# installing 13-RC2 did not worked



## Alain De Vos (Mar 16, 2021)

I currently run 12.2 and this works fine.
But I tried freebsd-upgrade to version 13-RC2 but then zsh and bash failed with :
libncurses.so.8 libncursesw.so.8 not found
As far as I know I have no software compiled from ports.
pkg asked for a bootstrap which i did not run as i don't want to loose my configuration.
So i ended doing a rollback to 12.2


----------



## zirias@ (Mar 16, 2021)

a bootstrap will not lose anything, but `pkg upgrade -f` should be just as fine. OF COURSE you must reinstall all your packages. The ones on your system are for FreeBSD 12.


----------



## SirDice (Mar 16, 2021)

Alain De Vos said:


> As far as I know I have no software compiled from ports.
> pkg asked for a bootstrap which i did not run as i don't want to loose my configuration.


Just run `pkg bootstap -f` and `pkg upgrade`. Updating/upgrading or even deleting packages _never_ removes your configuration files.



Zirias said:


> but `pkg upgrade -f` should be just as fine.


If you've ran `freebsd-update install` three times the old 12.2 libraries would get removed with the last install run. Then all those binaries will stop working.

**Source excerpt**
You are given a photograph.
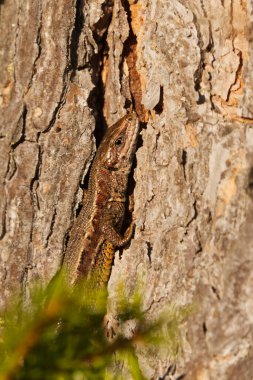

**Work to complete**
Can you write out the 13-RC2 upgrade thread from "a bootstrap will" up to and including "for FreeBSD 12.", word for word?

**Completed task**
a bootstrap will not lose anything, but `pkg upgrade -f` should be just as fine. OF COURSE you must reinstall all your packages. The ones on your system are for FreeBSD 12.